**What is asked:**
• a. What is the name of the object that holds output in the Arrow compute tutorial?
• b. Copy the part of the Arrow compute tutorial starting at "pattern from the" and ending at "with a RunMain()".
• c. Write what comes next in the Arrow compute tutorial after its final sentence.

Quoted text start

Arrow Compute#
Apache Arrow provides compute functions to facilitate efficient and portable data processing. In this article, you will use Arrow’s compute functionality to:
Calculate a sum over a column
Calculate element-wise sums over two columns
Search for a value in a column
Pre-requisites#
Before continuing, make sure you have:
An Arrow installation, which you can set up here: Using Arrow C++ in your own project. If you’re compiling Arrow yourself, be sure you compile with the compute module enabled (i.e.,
-DARROW_COMPUTE=ON
), see Optional Components.An understanding of basic Arrow data structures from Basic Arrow Data Structures
Setup#
Before running some computations, we need to fill in a couple gaps:
We need to include necessary headers.
A
main()
is needed to glue things together.We need data to play with.
Includes#
Before writing C++ code, we need some includes. We’ll get iostream
for output, then import Arrow’s
compute functionality:
#include <arrow/api.h>
#include <arrow/compute/api.h>
#include <iostream>
Main()#
For our glue, we’ll use the main()
pattern from the previous tutorial on
data structures:
int main() {
arrow::Status st = RunMain();
if (!st.ok()) {
std::cerr << st << std::endl;
return 1;
}
return 0;
}
Which, like when we used it before, is paired with a RunMain()
:
arrow::Status RunMain() {
Generating Tables for Computation#
Before we begin, we’ll initialize a Table
with two columns to play with. We’ll use
the method from Basic Arrow Data Structures, so look back
there if anything’s confusing:
// Create a couple 32-bit integer arrays.
arrow::Int32Builder int32builder;
int32_t some_nums_raw[5] = {34, 624, 2223, 5654, 4356};
ARROW_RETURN_NOT_OK(int32builder.AppendValues(some_nums_raw, 5));
std::shared_ptr<arrow::Array> some_nums;
ARROW_ASSIGN_OR_RAISE(some_nums, int32builder.Finish());
int32_t more_nums_raw[5] = {75342, 23, 64, 17, 736};
ARROW_RETURN_NOT_OK(int32builder.AppendValues(more_nums_raw, 5));
std::shared_ptr<arrow::Array> more_nums;
ARROW_ASSIGN_OR_RAISE(more_nums, int32builder.Finish());
// Make a table out of our pair of arrays.
std::shared_ptr<arrow::Field> field_a, field_b;
std::shared_ptr<arrow::Schema> schema;
field_a = arrow::field("A", arrow::int32());
field_b = arrow::field("B", arrow::int32());
schema = arrow::schema({field_a, field_b});
std::shared_ptr<arrow::Table> table;
table = arrow::Table::Make(schema, {some_nums, more_nums}, 5);
Calculating a Sum over an Array#
Using a computation function has two general steps, which we separate here:
Preparing a
Datum
for outputCalling
compute::Sum()
, a convenience function for summation over anArray
Retrieving and printing output
Prepare Memory for Output with Datum#
When computation is done, we need somewhere for our results to go. In
Arrow, the object for such output is called Datum
. This object is used
to pass around inputs and outputs in compute functions, and can contain
many differently-shaped Arrow data structures. We’ll need it to retrieve
the output from compute functions.

Quoted text end
Supplied information start

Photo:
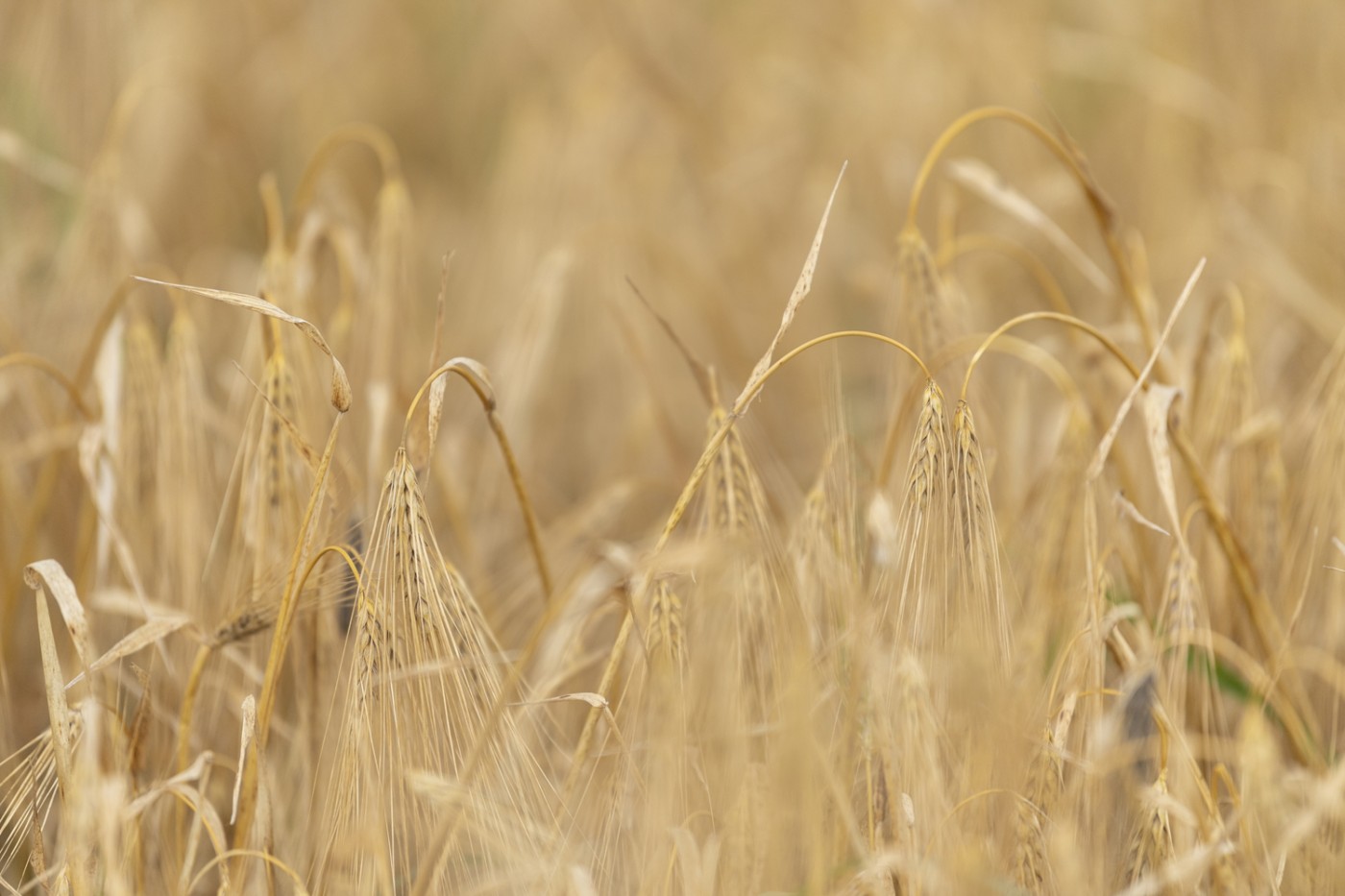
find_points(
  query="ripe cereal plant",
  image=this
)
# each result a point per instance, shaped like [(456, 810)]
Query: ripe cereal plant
[(991, 546)]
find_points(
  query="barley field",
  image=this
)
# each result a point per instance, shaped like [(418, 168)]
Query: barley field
[(709, 448)]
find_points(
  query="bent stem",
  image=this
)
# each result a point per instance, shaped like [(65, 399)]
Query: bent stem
[(1270, 634), (475, 376), (1048, 315), (208, 647), (679, 507), (280, 642), (1098, 204)]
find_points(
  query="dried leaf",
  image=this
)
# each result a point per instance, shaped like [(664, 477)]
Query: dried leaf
[(49, 574), (986, 182), (800, 292), (1110, 436), (249, 731), (340, 383), (137, 640)]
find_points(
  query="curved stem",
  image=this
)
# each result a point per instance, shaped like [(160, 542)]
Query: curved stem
[(1048, 315), (280, 642), (1098, 204), (355, 132), (475, 376), (679, 507), (248, 853), (1031, 262), (204, 653)]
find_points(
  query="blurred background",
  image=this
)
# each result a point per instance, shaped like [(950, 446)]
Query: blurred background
[(558, 147), (560, 153)]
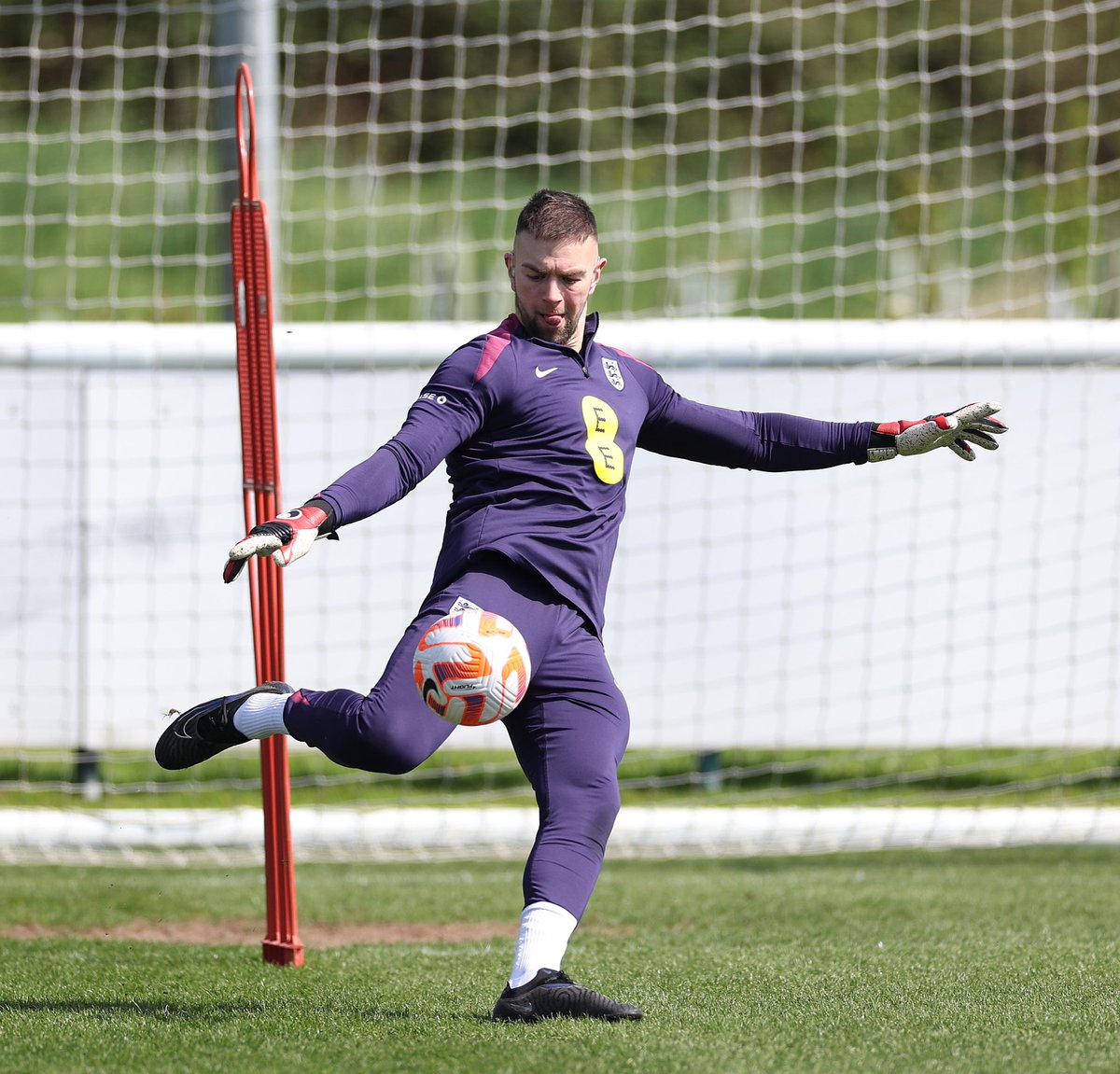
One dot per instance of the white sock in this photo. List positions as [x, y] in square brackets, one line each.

Supplied information end

**Answers below:**
• a. Datum

• b.
pattern from the previous tutorial on
data structures:
int main() {
arrow::Status st = RunMain();
if (!st.ok()) {
std::cerr << st << std::endl;
return 1;
}
return 0;
}
Which, like when we used it before, is paired with a RunMain()

• c.
// The Datum class is what all compute functions output to, and they can take Datums
// as inputs, as well.
arrow::Datum sum;
Call Sum()#
Here, we’ll get our Table
, which has columns “A” and “B”, and sum over
column “A.” For summation, there is a convenience function, called
compute::Sum()
, which reduces the complexity of the compute interface. We’ll look
at the more complex version for the next computation. For a given
function, refer to Compute Functions to see if there is a
convenience function. compute::Sum()
takes in a given Array
or ChunkedArray
– here, we use Table::GetColumnByName()
to pass in column A. Then, it outputs to
a Datum
. Putting that all together, we get this:
// Here, we can use arrow::compute::Sum. This is a convenience function, and the next
// computation won't be so simple. However, using these where possible helps
// readability.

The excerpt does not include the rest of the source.